## Task instructions
Copy the CUDA function-pointer thread from "IIRC, the user" up to and including "nothing (well, ~0.1sec).", changing "GPU usage" to "GPU load".

CUDA kernel with function pointer and variadic templates

Question

I am trying to design a cuda framework which would accept user functions and forward them to the kernel, through device function pointers. CUDA can work with variadic templates (-stc=c++11) and so far so good.

However, I hit a problem when the kernel calls the device function pointer. Apparently the kernel runs with no problem, but the GPU usage is 0%. If I simply replace the callback pointer with the actual function then GPU usage is 99%. The code here is very simple and the large loop range is simply to make things measurable. I measured the gpu status with:

nvidia-smi --query-gpu=utilization.gpu,utilization.mory,memory.used --format=csv -lms 100 -f out.txt

IIRC, the user function needs to be in the same file unit as the kernel (#included perhaps) in order to nvcc succeed. The func_d is right there in the source and it compiles and runs fine, well besides not working with the function pointer (which is the whole point in this design).

My question is: Why the kernel with the callback device function pointer is not working?

Note that, when I printf noth the callback and func_d addresses, they are the same, as in this sample output:

size of Args = 1
callback() address = 4024b0
func_d()   address = 4024b0

Another weird thing is, if one uncomments the callback() call in kernel() then GPU usage is back to 0%, even with the func_d() call still in there... The func_d version takes about 4 seconds to run, whereas the callback version takes nothing (well, ~0.1sec).

System specs and compilation command are in the head of the code below.

Thanks!

// compiled with:
// nvcc -g -G -O0 -std=c++11 -arch=sm_20 -x cu sample.cpp
//
// Nvidia Quadro 6000 (compute capability 2.0)
// CUDA 6.5 (V6.5.12),
// Arch Linux, Nvidia driver 343.22-4, gcc 4.9.1
// Nov, 2014


#include <stdio.h>

__device__
void func_d(double* vol)
{
*vol += 5.4321f;
}


// CUDA kernel function
template <typename... Types>
__global__ void kernel( void (*callback)(Types*...) )
{
double val0 = 1.2345f;

//  // does not use gpu (0% gpu utilization)

## Data
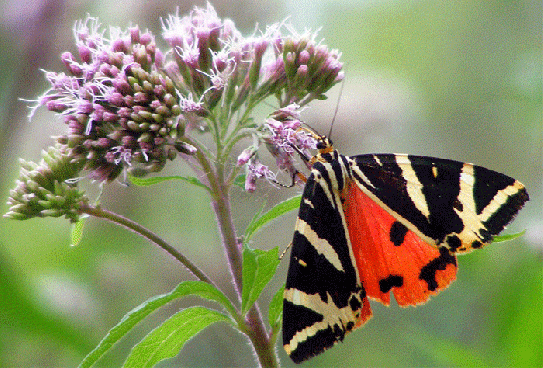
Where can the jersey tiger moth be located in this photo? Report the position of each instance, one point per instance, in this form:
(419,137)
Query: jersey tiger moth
(377,223)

## Expected answer
IIRC, the user function needs to be in the same file unit as the kernel (#included perhaps) in order to nvcc succeed. The func_d is right there in the source and it compiles and runs fine, well besides not working with the function pointer (which is the whole point in this design).

My question is: Why the kernel with the callback device function pointer is not working?

Note that, when I printf noth the callback and func_d addresses, they are the same, as in this sample output:

size of Args = 1
callback() address = 4024b0
func_d()   address = 4024b0

Another weird thing is, if one uncomments the callback() call in kernel() then GPU load is back to 0%, even with the func_d() call still in there... The func_d version takes about 4 seconds to run, whereas the callback version takes nothing (well, ~0.1sec).